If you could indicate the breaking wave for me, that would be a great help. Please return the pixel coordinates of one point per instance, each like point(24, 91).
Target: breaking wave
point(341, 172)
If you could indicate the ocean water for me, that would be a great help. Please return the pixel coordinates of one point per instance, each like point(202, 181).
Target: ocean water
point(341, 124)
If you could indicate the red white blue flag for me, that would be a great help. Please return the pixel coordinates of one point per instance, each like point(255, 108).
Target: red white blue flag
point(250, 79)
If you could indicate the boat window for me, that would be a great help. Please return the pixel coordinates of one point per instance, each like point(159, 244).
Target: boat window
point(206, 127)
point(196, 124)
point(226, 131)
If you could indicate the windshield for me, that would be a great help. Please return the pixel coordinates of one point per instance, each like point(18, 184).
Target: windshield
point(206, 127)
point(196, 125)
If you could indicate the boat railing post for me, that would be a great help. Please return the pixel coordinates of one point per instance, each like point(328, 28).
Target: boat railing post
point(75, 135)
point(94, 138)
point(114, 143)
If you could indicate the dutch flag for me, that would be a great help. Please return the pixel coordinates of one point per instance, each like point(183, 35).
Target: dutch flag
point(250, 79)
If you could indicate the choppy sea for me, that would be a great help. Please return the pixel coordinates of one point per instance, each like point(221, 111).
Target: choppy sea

--

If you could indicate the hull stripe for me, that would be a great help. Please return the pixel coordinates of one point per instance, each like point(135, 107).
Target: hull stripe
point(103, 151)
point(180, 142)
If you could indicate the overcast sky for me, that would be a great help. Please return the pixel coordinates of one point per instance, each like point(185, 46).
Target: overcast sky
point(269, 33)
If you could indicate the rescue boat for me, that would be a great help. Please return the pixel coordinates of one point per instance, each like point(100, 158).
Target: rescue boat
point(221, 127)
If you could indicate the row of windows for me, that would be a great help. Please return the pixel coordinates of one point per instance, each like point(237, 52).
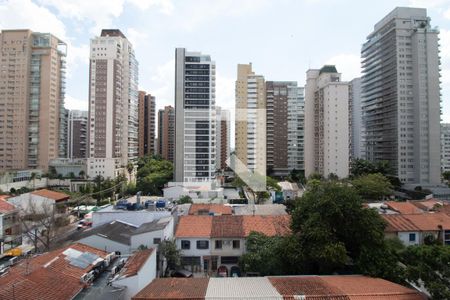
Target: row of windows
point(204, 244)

▶ _What needs to be done_
The range runs from the line with "Target: dutch flag" up to and including the line with "Target: choppy sea" in the listing above; please write out exactly those lines and nothing more.

▶ _Output for this exercise_
Target: dutch flag
point(250, 79)
If you could indicate the choppy sea for me, that would be a great help. Please return the pixel coordinates of one point per instance, each like point(221, 111).
Target: choppy sea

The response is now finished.